Determine the number of lines below that contain "block". Write nothing but that number.

▸ Items listed in a dataset:
· · · · · · ·

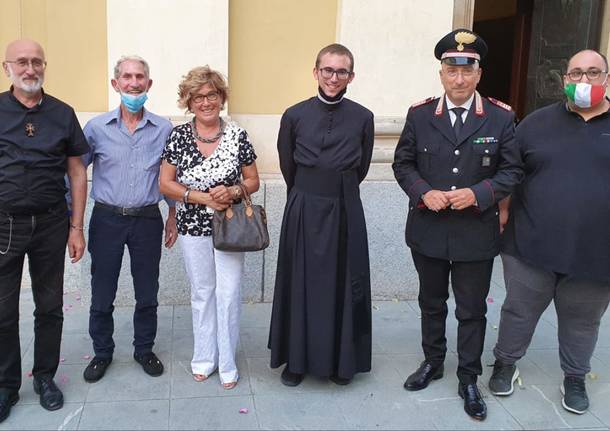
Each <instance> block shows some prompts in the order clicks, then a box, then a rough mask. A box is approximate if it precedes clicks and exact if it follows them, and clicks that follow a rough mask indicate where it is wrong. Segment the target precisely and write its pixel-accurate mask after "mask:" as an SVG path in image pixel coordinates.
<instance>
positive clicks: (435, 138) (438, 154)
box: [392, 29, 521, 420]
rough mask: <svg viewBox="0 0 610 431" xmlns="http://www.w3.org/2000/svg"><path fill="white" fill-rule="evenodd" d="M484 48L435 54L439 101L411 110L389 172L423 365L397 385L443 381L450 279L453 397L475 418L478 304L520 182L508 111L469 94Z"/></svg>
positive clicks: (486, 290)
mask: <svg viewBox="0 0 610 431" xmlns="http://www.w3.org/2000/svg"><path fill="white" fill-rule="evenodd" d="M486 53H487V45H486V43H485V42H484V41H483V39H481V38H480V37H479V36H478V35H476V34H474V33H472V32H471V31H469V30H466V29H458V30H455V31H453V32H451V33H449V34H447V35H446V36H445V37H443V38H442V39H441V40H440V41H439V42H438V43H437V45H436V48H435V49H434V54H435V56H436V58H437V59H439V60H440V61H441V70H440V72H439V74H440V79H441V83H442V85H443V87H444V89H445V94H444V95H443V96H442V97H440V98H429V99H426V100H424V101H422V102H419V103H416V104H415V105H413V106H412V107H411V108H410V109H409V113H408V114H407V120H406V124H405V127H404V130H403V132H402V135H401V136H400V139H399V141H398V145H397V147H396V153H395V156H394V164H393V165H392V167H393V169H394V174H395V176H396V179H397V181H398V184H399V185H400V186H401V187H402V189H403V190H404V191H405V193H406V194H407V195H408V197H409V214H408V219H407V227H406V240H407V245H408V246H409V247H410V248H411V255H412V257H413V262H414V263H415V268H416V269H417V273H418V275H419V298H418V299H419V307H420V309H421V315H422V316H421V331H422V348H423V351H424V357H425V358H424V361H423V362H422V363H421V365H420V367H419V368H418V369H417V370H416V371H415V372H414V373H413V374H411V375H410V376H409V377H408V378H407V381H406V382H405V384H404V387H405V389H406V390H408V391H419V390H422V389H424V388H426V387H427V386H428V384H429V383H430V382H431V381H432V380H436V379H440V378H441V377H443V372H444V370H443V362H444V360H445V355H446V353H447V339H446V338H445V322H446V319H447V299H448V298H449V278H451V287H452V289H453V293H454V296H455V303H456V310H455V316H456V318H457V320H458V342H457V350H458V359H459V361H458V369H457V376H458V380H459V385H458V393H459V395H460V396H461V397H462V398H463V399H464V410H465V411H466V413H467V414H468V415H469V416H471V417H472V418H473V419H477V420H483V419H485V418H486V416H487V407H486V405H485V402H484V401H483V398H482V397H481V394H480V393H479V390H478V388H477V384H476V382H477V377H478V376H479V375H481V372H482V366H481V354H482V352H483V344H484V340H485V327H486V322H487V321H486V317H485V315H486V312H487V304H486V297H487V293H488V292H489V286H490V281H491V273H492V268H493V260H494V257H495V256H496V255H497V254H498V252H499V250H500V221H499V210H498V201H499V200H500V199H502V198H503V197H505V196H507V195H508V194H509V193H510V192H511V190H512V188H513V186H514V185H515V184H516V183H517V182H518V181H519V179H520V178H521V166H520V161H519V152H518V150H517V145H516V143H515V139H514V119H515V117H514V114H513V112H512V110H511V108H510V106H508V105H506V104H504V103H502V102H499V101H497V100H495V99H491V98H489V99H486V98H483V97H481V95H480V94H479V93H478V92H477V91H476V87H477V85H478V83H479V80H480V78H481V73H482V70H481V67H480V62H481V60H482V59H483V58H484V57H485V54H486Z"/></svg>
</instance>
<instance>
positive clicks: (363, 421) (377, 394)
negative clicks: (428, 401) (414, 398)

· · · · · · ·

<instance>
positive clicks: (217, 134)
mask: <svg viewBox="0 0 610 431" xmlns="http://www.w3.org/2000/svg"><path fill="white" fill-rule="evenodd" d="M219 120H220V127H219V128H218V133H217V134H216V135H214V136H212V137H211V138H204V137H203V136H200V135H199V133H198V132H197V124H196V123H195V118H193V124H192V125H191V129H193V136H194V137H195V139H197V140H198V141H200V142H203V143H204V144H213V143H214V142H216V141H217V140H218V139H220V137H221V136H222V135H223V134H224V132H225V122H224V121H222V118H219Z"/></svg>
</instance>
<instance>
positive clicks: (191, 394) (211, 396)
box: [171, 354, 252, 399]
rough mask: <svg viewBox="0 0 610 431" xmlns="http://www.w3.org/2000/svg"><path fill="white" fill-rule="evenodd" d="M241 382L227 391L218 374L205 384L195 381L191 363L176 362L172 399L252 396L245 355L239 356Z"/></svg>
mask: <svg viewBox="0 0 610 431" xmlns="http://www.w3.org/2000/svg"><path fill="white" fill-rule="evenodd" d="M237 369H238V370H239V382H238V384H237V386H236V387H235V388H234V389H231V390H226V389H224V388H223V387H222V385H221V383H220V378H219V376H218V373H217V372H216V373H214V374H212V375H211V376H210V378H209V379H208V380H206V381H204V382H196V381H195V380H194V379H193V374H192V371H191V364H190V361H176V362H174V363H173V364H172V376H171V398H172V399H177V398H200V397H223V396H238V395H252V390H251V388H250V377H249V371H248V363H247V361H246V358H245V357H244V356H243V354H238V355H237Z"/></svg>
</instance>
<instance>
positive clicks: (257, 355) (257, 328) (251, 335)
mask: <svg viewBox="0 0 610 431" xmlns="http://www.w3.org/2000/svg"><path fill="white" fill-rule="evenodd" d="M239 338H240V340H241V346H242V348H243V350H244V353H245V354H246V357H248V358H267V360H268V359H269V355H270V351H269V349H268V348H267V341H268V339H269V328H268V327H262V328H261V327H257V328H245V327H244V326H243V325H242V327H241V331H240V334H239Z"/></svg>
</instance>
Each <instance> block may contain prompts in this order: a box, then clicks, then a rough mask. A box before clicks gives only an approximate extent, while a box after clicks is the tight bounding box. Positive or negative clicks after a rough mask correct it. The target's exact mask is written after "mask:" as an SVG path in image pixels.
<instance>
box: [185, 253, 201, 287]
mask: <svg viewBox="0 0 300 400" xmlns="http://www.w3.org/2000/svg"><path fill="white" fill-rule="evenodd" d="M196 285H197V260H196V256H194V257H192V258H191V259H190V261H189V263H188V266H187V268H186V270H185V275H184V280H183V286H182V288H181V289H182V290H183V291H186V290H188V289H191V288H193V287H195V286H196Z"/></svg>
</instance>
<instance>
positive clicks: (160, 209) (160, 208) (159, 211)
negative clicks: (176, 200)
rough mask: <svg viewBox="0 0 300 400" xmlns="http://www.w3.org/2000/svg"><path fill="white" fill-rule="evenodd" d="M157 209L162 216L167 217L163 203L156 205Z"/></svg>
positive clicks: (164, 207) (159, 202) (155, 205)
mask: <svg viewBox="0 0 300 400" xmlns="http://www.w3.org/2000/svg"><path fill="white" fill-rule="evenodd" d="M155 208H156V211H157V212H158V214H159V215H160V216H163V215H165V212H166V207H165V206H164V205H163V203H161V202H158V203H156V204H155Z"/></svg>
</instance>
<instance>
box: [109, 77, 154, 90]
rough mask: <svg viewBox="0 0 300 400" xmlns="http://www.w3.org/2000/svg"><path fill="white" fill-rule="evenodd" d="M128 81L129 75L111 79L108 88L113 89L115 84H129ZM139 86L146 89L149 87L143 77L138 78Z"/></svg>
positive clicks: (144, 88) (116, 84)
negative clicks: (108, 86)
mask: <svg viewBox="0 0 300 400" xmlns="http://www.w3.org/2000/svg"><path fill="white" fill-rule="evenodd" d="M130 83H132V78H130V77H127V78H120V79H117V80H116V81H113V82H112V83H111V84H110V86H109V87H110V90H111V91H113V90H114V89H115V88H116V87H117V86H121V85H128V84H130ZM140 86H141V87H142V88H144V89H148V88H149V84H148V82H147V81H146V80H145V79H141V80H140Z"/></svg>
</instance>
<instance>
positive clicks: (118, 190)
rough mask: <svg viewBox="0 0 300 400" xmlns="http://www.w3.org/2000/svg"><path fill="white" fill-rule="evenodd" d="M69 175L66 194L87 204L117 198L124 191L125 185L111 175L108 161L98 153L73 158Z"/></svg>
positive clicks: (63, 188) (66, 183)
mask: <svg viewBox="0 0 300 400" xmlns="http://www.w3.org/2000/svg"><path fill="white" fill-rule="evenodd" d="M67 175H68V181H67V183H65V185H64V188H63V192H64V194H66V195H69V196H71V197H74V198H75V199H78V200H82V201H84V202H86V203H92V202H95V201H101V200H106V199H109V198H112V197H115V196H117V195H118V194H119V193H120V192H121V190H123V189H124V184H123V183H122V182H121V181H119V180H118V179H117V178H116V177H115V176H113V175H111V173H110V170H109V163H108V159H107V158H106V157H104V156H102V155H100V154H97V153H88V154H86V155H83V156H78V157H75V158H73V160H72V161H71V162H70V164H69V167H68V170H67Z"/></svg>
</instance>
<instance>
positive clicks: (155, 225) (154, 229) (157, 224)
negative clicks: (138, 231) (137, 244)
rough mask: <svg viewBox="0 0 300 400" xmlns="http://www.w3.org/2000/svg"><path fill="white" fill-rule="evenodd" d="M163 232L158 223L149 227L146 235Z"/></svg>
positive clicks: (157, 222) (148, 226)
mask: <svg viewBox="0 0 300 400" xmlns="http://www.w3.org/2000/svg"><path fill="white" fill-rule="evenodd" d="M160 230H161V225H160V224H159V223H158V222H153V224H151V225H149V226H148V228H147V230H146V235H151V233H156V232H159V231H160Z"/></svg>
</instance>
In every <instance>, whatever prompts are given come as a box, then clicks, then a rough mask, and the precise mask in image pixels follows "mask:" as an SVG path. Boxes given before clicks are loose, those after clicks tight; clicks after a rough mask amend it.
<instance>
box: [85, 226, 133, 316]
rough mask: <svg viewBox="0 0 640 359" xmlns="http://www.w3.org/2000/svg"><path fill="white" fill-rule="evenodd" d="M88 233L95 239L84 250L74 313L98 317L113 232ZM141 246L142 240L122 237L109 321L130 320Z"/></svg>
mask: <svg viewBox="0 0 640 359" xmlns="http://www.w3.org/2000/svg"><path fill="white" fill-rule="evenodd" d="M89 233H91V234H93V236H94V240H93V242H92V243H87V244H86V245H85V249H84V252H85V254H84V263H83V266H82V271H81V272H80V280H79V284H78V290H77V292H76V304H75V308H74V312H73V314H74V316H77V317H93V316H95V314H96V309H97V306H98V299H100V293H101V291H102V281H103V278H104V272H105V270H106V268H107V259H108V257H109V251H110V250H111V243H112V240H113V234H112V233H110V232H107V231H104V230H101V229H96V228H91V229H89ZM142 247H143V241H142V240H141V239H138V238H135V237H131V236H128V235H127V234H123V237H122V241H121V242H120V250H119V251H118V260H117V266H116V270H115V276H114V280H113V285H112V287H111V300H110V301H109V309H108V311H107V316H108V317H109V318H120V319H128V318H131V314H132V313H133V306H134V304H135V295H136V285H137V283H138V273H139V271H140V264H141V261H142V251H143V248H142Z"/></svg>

· · · · · · ·

▸ TASK RESPONSE:
2